→ Task prompt:
Can you reproduce everything from the line containing "Curation task — class label: utility" down to the line containing "[7,470,968,724]", changing "railway track" to "train track" and keeping all else the same?

** BEGIN **

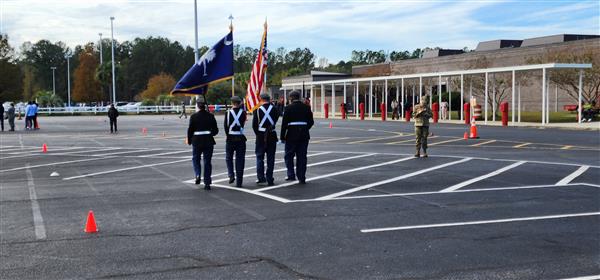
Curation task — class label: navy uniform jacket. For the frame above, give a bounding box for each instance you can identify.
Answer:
[281,100,315,142]
[223,108,247,142]
[252,103,279,144]
[188,110,219,148]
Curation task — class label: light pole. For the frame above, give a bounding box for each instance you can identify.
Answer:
[98,33,102,65]
[65,51,72,109]
[110,17,117,104]
[194,0,198,64]
[50,66,56,95]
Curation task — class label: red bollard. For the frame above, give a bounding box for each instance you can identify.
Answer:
[358,102,365,121]
[500,102,508,126]
[463,102,471,124]
[431,102,440,123]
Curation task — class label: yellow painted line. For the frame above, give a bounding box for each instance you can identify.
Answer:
[427,136,464,146]
[513,143,531,148]
[385,136,438,145]
[310,137,350,144]
[471,140,496,147]
[346,135,401,144]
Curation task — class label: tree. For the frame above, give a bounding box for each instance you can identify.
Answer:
[33,90,63,107]
[527,48,600,102]
[21,40,68,98]
[137,73,177,100]
[73,44,105,102]
[0,34,23,100]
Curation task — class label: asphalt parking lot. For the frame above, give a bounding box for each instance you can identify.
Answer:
[0,115,600,279]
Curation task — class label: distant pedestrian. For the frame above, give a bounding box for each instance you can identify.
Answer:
[25,101,35,130]
[179,101,187,119]
[281,90,315,184]
[108,104,119,133]
[187,95,219,190]
[252,93,279,186]
[224,96,246,188]
[32,101,40,129]
[392,99,400,120]
[0,100,4,131]
[413,95,433,157]
[6,103,15,131]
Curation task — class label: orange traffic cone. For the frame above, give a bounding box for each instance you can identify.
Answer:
[469,122,479,139]
[84,210,98,233]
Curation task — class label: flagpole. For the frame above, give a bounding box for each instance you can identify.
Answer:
[263,17,269,97]
[229,14,235,97]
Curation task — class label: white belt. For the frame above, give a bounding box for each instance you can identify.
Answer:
[288,122,308,125]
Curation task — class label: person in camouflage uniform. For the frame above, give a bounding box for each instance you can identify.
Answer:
[412,96,433,157]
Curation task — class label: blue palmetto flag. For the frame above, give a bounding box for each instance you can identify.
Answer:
[171,32,233,95]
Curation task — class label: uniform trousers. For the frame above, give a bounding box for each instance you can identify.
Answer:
[192,145,214,185]
[284,139,308,181]
[225,141,246,186]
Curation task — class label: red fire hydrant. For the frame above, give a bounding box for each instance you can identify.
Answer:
[358,102,365,121]
[500,102,508,126]
[463,102,471,124]
[431,102,440,123]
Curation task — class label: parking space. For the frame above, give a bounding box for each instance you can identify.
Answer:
[0,116,600,279]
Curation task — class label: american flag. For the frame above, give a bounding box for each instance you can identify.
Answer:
[246,22,267,112]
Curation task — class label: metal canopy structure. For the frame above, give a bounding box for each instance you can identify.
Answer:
[282,63,592,125]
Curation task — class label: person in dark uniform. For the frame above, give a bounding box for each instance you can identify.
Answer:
[108,104,119,133]
[281,90,315,184]
[252,93,279,186]
[187,96,219,190]
[224,96,246,188]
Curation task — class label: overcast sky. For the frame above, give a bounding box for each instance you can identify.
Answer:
[0,0,600,63]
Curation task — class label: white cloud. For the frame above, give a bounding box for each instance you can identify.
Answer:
[0,0,600,62]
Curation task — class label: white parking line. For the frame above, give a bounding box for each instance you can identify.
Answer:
[257,154,414,191]
[292,183,600,202]
[556,165,590,185]
[0,157,115,173]
[211,184,291,203]
[428,138,465,146]
[63,159,189,181]
[185,154,374,185]
[471,140,496,147]
[25,163,46,239]
[139,150,192,157]
[440,161,526,192]
[317,158,472,200]
[360,212,600,233]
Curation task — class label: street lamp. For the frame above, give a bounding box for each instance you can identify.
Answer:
[110,17,117,104]
[98,33,102,65]
[65,50,73,109]
[50,66,56,95]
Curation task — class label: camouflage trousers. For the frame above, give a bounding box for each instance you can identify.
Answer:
[415,126,429,153]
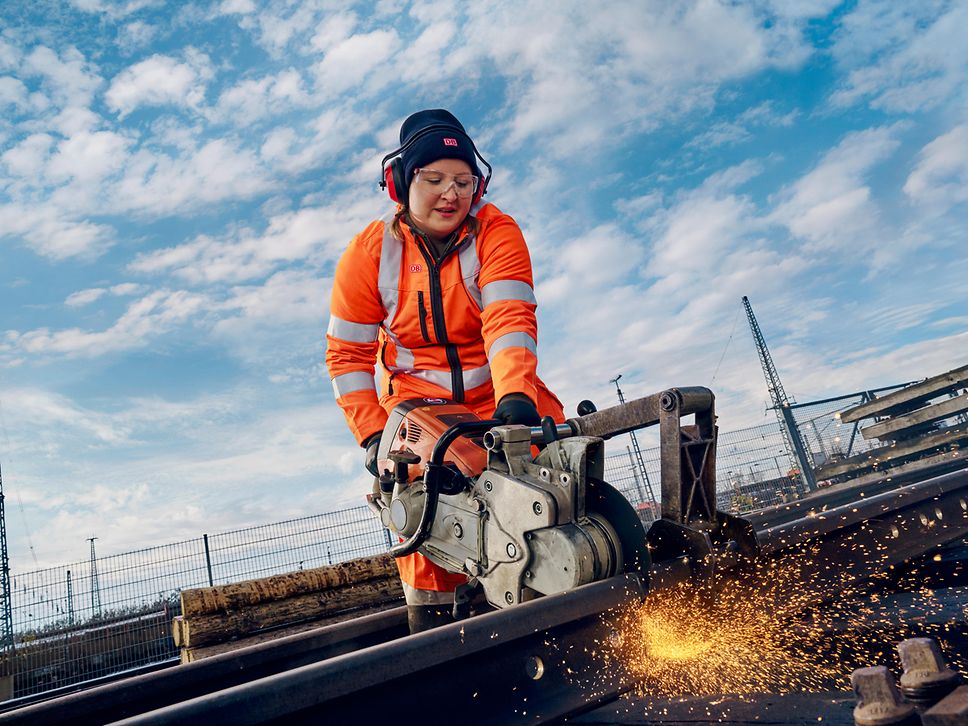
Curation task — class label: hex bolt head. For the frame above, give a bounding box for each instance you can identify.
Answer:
[897,638,959,706]
[524,655,544,681]
[850,666,914,726]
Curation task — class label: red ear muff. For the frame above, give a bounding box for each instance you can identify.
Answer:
[383,157,407,204]
[380,124,491,206]
[471,176,491,207]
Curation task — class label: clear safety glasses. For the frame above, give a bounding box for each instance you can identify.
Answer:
[413,169,480,198]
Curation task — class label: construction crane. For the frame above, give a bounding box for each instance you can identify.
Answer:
[0,471,14,653]
[608,373,659,504]
[743,295,817,492]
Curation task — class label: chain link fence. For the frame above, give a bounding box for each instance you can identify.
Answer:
[9,394,892,699]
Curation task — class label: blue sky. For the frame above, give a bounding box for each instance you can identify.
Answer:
[0,0,968,571]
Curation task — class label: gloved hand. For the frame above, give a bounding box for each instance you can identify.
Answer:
[363,433,382,476]
[494,393,541,426]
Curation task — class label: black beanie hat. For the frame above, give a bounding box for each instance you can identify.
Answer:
[400,108,483,186]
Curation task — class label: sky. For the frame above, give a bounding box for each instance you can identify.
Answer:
[0,0,968,572]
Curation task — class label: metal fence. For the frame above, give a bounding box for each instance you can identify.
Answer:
[0,507,389,700]
[0,394,870,699]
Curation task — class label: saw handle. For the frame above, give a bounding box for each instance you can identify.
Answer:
[390,419,502,557]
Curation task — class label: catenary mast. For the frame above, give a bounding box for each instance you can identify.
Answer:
[0,471,14,653]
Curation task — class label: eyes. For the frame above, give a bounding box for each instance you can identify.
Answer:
[414,169,480,198]
[421,174,476,192]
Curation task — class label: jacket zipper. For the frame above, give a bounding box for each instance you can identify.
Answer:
[417,240,464,403]
[417,290,431,343]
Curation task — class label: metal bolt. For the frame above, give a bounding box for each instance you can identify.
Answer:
[524,655,544,681]
[850,666,914,726]
[897,638,958,706]
[659,391,679,411]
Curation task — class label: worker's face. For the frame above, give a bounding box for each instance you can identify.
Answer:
[409,159,476,238]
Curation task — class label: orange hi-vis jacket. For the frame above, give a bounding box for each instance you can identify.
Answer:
[326,204,564,591]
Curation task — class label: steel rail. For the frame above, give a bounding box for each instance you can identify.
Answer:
[11,470,968,724]
[0,607,408,726]
[109,575,645,726]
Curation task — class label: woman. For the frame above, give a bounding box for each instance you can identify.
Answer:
[326,109,564,632]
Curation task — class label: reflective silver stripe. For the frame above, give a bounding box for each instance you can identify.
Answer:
[464,365,491,391]
[481,280,538,307]
[390,365,491,393]
[487,333,538,360]
[391,342,414,371]
[457,235,484,310]
[376,216,403,329]
[326,315,380,343]
[400,582,454,605]
[333,371,376,398]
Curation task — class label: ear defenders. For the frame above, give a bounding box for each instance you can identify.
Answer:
[380,124,491,206]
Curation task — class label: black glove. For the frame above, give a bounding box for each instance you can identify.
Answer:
[363,434,382,476]
[494,393,541,426]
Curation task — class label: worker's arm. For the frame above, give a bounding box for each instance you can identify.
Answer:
[326,222,387,445]
[478,207,538,410]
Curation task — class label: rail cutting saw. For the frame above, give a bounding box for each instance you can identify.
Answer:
[367,388,756,608]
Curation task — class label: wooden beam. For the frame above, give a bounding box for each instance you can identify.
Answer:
[817,426,968,479]
[840,366,968,423]
[181,555,398,618]
[860,393,968,440]
[177,574,403,648]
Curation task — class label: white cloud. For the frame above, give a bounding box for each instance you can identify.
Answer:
[218,0,256,15]
[832,3,968,113]
[0,134,54,177]
[112,139,274,214]
[64,282,144,307]
[105,54,211,119]
[64,287,107,308]
[904,124,968,211]
[2,388,129,444]
[118,20,161,52]
[70,0,164,18]
[0,203,114,260]
[0,290,209,358]
[214,68,311,127]
[23,45,103,108]
[47,131,131,183]
[772,127,899,252]
[316,30,401,95]
[0,76,27,111]
[310,12,358,54]
[129,200,374,283]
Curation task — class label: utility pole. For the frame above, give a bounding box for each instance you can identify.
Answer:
[0,471,14,653]
[87,536,101,618]
[67,570,74,625]
[743,295,817,492]
[608,373,659,503]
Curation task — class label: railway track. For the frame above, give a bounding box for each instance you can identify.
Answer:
[7,470,968,724]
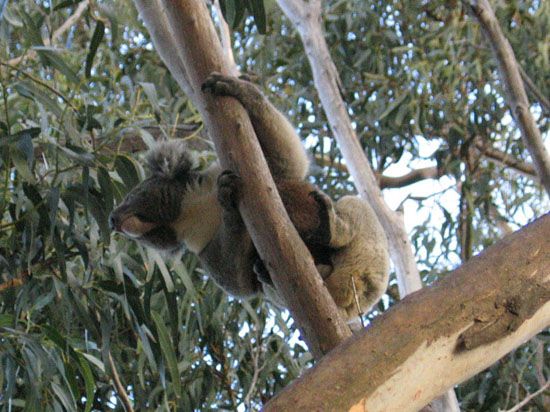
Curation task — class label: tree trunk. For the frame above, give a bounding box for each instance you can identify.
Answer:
[264,214,550,412]
[136,0,351,359]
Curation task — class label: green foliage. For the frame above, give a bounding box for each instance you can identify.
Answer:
[0,0,550,411]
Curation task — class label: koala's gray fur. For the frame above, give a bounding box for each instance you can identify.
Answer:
[111,74,389,319]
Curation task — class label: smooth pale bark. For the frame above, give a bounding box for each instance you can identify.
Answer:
[278,0,459,412]
[264,214,550,412]
[465,0,550,195]
[137,0,351,359]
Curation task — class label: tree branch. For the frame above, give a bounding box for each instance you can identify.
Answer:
[465,0,550,195]
[518,64,550,116]
[137,0,351,358]
[278,0,459,406]
[315,155,443,189]
[264,214,550,412]
[475,139,538,179]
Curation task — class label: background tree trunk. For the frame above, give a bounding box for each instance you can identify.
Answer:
[136,0,351,359]
[265,214,550,412]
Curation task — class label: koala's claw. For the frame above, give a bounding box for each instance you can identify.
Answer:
[218,170,242,209]
[201,72,240,97]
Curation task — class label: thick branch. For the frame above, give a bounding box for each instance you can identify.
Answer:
[134,0,195,100]
[467,0,550,195]
[264,214,550,412]
[278,0,422,296]
[278,0,459,411]
[147,0,350,358]
[315,155,443,189]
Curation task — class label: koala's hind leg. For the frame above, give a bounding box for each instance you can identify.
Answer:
[309,190,353,249]
[202,73,309,180]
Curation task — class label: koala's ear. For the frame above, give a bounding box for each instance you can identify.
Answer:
[145,140,196,180]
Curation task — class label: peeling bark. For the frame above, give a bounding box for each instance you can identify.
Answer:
[264,214,550,412]
[136,0,351,359]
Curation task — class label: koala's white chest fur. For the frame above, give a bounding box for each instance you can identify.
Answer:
[173,181,222,255]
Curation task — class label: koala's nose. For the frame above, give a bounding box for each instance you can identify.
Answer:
[109,213,121,232]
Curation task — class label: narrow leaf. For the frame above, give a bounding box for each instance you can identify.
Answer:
[151,312,181,398]
[84,20,105,78]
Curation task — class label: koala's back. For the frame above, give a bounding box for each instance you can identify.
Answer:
[333,196,389,315]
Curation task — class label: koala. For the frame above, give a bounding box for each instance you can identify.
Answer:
[110,73,389,320]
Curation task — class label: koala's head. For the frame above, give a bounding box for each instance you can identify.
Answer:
[109,141,200,252]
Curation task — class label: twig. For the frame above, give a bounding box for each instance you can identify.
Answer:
[463,0,550,195]
[503,381,550,412]
[518,65,550,116]
[315,154,444,189]
[109,351,134,412]
[475,140,537,178]
[214,0,239,76]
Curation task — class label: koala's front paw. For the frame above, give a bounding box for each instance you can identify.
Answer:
[218,170,242,210]
[201,72,242,97]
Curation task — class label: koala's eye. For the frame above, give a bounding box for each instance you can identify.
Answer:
[134,213,152,223]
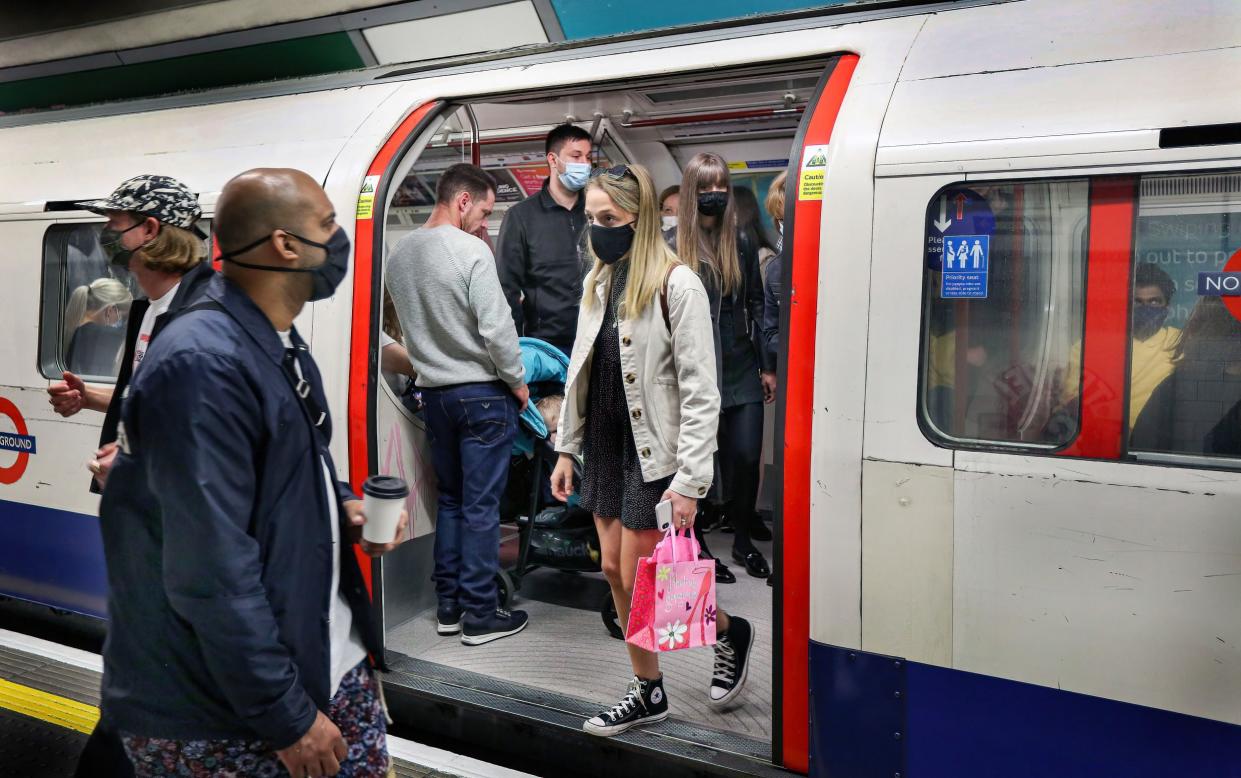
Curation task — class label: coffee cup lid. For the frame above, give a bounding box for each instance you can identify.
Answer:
[362,475,410,500]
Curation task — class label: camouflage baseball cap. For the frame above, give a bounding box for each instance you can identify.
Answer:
[74,175,207,238]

** END **

→ Correct response:
Curation task — class label: utility pole. For the frame above, give a bounding box for each instance you can identify.
Answer:
[0,471,14,653]
[87,536,101,618]
[67,570,74,625]
[743,295,817,492]
[608,373,659,503]
Curation task — class label: train track. For the frame above, give a bounding box for each instance you can identify.
Answer:
[7,470,968,724]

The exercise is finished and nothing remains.